→ TASK OBJECTIVE: Write the data out again, matching every line exactly.

Start of RECORD EXTRACTS

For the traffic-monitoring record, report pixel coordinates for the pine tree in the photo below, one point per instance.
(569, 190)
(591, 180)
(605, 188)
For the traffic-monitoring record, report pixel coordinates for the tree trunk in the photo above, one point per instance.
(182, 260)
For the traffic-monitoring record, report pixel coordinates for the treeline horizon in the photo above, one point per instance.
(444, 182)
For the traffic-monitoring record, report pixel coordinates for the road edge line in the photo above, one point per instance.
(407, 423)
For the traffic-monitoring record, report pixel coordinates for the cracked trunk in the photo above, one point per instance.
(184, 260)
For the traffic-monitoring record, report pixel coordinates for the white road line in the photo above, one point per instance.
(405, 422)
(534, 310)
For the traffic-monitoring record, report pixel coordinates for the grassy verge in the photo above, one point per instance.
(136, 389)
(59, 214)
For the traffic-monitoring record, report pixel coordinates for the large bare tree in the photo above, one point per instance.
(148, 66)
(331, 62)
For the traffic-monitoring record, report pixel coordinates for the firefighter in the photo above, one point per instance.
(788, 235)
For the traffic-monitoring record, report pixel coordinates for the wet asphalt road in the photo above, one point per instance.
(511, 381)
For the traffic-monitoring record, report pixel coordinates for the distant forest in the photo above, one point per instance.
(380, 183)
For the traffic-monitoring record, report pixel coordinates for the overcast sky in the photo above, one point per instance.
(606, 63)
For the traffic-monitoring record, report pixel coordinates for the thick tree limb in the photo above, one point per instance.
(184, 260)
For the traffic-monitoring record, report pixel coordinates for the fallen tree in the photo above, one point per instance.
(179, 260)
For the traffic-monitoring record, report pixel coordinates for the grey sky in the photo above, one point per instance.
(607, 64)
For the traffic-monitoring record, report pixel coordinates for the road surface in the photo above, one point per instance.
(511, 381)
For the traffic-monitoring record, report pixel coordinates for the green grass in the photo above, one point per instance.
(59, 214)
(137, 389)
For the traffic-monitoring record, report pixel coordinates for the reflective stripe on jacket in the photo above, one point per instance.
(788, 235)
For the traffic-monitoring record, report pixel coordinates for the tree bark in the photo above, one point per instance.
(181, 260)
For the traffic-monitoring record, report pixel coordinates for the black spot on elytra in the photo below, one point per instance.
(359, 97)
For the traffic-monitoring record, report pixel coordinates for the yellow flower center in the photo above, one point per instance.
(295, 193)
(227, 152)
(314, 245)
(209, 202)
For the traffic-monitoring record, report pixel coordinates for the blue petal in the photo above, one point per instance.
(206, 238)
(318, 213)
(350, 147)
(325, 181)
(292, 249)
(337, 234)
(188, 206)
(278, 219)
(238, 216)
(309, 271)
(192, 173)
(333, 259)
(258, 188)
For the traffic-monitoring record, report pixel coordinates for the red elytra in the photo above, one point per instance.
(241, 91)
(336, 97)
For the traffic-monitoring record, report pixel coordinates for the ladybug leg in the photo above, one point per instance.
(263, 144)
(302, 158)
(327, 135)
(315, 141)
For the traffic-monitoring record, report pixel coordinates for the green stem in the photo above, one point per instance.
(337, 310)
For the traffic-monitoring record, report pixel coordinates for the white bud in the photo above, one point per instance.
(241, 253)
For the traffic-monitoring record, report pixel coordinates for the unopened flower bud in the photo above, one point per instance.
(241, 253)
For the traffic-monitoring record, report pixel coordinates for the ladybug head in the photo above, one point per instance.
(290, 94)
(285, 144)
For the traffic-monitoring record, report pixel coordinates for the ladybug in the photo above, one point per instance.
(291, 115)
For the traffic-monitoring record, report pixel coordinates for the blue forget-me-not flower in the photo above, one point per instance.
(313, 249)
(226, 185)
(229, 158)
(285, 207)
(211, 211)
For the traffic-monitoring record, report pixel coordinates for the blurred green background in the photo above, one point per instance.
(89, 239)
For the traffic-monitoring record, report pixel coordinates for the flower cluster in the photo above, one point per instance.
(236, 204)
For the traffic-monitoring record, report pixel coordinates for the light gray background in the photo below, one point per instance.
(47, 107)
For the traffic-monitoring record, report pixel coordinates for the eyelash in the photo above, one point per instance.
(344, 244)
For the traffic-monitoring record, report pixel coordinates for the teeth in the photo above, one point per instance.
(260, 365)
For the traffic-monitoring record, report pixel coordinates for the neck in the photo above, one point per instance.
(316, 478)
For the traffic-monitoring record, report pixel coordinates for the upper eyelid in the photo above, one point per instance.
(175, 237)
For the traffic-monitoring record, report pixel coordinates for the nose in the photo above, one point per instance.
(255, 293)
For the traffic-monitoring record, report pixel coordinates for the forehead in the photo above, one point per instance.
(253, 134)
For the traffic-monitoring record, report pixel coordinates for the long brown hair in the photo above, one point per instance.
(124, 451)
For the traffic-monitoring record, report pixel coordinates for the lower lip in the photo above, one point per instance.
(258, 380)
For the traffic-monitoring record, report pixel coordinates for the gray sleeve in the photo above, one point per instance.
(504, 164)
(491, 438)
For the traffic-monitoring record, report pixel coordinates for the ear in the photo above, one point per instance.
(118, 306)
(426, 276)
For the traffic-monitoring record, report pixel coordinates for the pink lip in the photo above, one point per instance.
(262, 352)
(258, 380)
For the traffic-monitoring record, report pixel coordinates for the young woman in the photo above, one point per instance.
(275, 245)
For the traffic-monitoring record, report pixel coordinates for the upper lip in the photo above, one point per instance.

End of RECORD EXTRACTS

→ RESULT OF THIS EXERCISE:
For the traffic-monitoring record, report pixel coordinates for the pine tree in the photo below, one point per instance.
(569, 190)
(591, 180)
(605, 188)
For the traffic-monitoring record, report pixel coordinates for the tree trunk in the photo above, one point per instance.
(182, 260)
For the traffic-monitoring record, report pixel coordinates for the treeline horizon in the photo above, one point per instance.
(444, 182)
For the traffic-monitoring record, report pixel coordinates for the road edge line in the photo above, one point per instance.
(407, 423)
For the traffic-monitoring record, report pixel coordinates for the cracked trunk in the photo above, one point per instance.
(184, 260)
For the traffic-monitoring record, report pixel coordinates for the white road line in the photo above, one point per instance.
(405, 422)
(534, 310)
For the traffic-monitoring record, report pixel coordinates for the grassy verge in the photo above, one point per instance.
(136, 389)
(59, 214)
For the traffic-monitoring record, report pixel coordinates for the large bare tree in the photo above, one point per instance.
(148, 66)
(331, 62)
For the traffic-monitoring record, report pixel coordinates for the firefighter in the photo above, one point per instance.
(788, 235)
For the traffic-monitoring record, report pixel coordinates for the wet asphalt road in the photo above, one point per instance.
(511, 381)
For the traffic-monitoring record, report pixel coordinates for the distant forest in the photo above, one point per instance.
(380, 183)
For the traffic-monitoring record, report pixel coordinates for the overcast sky in the photo above, one point per instance.
(606, 63)
For the traffic-monitoring record, report pixel coordinates for the thick tree limb in the photo above, one point per instance.
(184, 260)
For the traffic-monitoring record, report pixel coordinates for the fallen tree in the photo above, one point per instance.
(179, 260)
For the traffic-monitoring record, report pixel coordinates for the grey sky in the photo above, one point per instance.
(607, 64)
For the traffic-monitoring record, report pixel coordinates for the road surface in the photo above, one point per instance.
(511, 381)
For the traffic-monitoring record, report pixel coordinates for the green grass in the photo above, one point per instance.
(59, 214)
(137, 389)
For the traffic-monitoring record, report pixel coordinates for the reflective stripe on jacket in the photo above, one point per instance.
(788, 235)
For the traffic-monitoring record, report pixel coordinates for the tree bark in the photo above, one point per instance.
(181, 260)
For the traffic-monitoring record, report pixel coordinates for the black spot on elytra in the photo below, one point per instance.
(359, 97)
For the traffic-monitoring record, report pixel coordinates for the yellow flower center in the photo above, one point per instance.
(295, 193)
(227, 152)
(314, 245)
(209, 202)
For the traffic-monitoring record, report pixel coordinates for the blue petal in the photo above, one point per instance.
(206, 238)
(318, 213)
(350, 147)
(325, 181)
(292, 249)
(337, 234)
(188, 206)
(278, 219)
(238, 216)
(309, 271)
(192, 173)
(333, 259)
(258, 188)
For the traffic-monitoring record, report pixel coordinates for the red elytra in the photo above, one point per instance.
(241, 91)
(336, 97)
For the traffic-monitoring record, report pixel coordinates for the ladybug leg in the photo above, one point per instance.
(263, 144)
(302, 158)
(327, 135)
(315, 141)
For the traffic-monitoring record, report pixel coordinates for the green stem in the photo above, one point per instance.
(337, 310)
For the traffic-monitoring record, report pixel coordinates for the white bud in the photo above, one point per instance.
(241, 253)
For the traffic-monitoring record, report pixel coordinates for the unopened flower bud in the photo above, one point per instance.
(241, 253)
For the traffic-monitoring record, report pixel coordinates for the ladybug head in the photo above, one point per instance.
(290, 94)
(285, 144)
For the traffic-monitoring record, report pixel coordinates for the ladybug in the photo above, one point per instance.
(291, 115)
For the traffic-monitoring record, report pixel coordinates for the blue forget-me-not flower in the photo above, one point per instance.
(313, 249)
(226, 185)
(229, 158)
(285, 207)
(211, 211)
For the traffic-monitoring record, report pixel coordinates for the blurred green background in the photo above, one point per instance.
(89, 239)
For the traffic-monitoring record, report pixel coordinates for the flower cluster in the photo above, one point per instance.
(236, 204)
For the traffic-monitoring record, report pixel coordinates for the light gray background in the photo below, one point per instance.
(47, 107)
For the traffic-monitoring record, report pixel coordinates for the eyelash in the photo above, one point per instance.
(344, 244)
For the traffic-monitoring record, report pixel coordinates for the teeth in the photo above, one point per instance.
(260, 365)
For the traffic-monitoring record, report pixel coordinates for the neck in the photo above, one point per instance.
(316, 478)
For the traffic-monitoring record, report pixel coordinates for the upper eyelid in the photo above, one point per instance.
(175, 237)
For the traffic-monitoring record, report pixel coordinates for the nose in the photo above, one point per instance.
(255, 293)
For the traffic-monitoring record, report pixel coordinates for the forehead in the photo above, one point per instance.
(253, 134)
For the traffic-monitoring record, report pixel coordinates for the long brown hair in the photo above, one point per instance.
(124, 451)
For the traffic-monitoring record, report pixel coordinates for the lower lip in the photo above, one point per instance.
(258, 380)
For the traffic-monitoring record, report pixel coordinates for the gray sleeve in the photo above, one point per instance.
(504, 164)
(491, 438)
For the traffic-monitoring record, report pixel coordinates for the ear in the photo above, one point per instance.
(118, 306)
(426, 276)
For the traffic-monitoring record, report pixel coordinates for the pink lip in the photo above, one point per instance.
(262, 352)
(258, 380)
For the traffic-monitoring record, report pixel coordinates for the young woman in the photo above, one point per instance.
(275, 245)
For the traffic-monitoring record, report pixel coordinates for the upper lip in the photo above, one point per instance.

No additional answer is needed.